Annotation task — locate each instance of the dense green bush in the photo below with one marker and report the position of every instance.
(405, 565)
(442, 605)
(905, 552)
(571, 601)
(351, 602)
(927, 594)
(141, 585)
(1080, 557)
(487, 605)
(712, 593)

Exercise goal
Reproduce the listing above character for character.

Output below
Annotation task — locate each instance of the dense green bush in the photo below with one marker and report the position of every instance.
(405, 565)
(442, 605)
(905, 552)
(571, 601)
(351, 602)
(927, 594)
(141, 585)
(1080, 557)
(487, 605)
(712, 593)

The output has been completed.